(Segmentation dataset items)
────────────────
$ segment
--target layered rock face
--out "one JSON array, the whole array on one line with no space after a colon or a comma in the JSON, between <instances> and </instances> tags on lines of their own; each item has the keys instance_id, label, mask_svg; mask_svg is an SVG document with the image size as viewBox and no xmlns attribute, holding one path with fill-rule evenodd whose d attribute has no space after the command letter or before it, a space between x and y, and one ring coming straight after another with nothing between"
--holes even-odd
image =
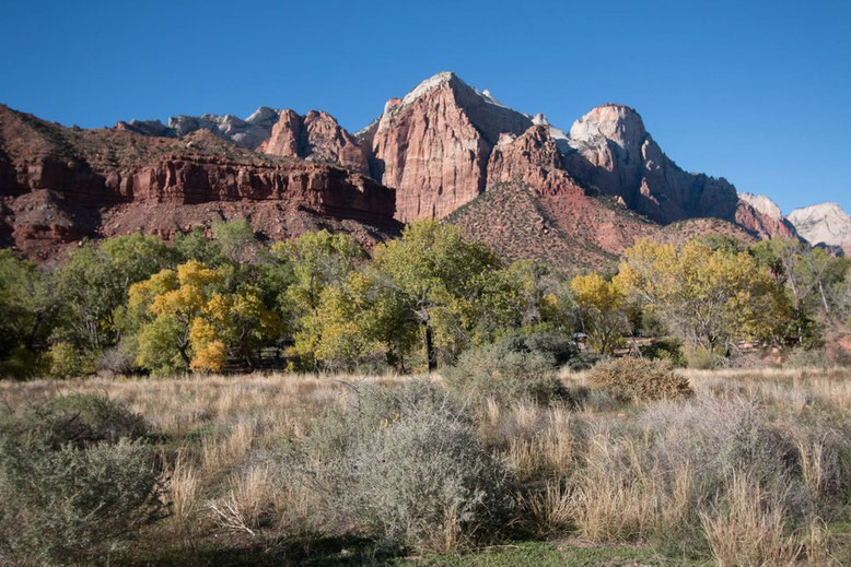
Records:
────────────────
Swap "layered rock face" for "sandstone cliff" throughout the items above, keeping everything else the same. Leave the pictures out of your answer.

#### REPLY:
$ segment
--target sandstone cliff
--out "one JSON array, the whole array on one line with no space after a colon or a comma in the JSON, between <instances> and </instances> tags on lines of their own; each item has the keys instance_id, label, mask_svg; mask_svg is an SVG document with the image size as viewBox and no xmlns attribute, holding one path with fill-rule evenodd whose d attribute has no space after the command letter or before it, a space between x and y, and one ring coming straight after another with nothing between"
--holes even-odd
image =
Records:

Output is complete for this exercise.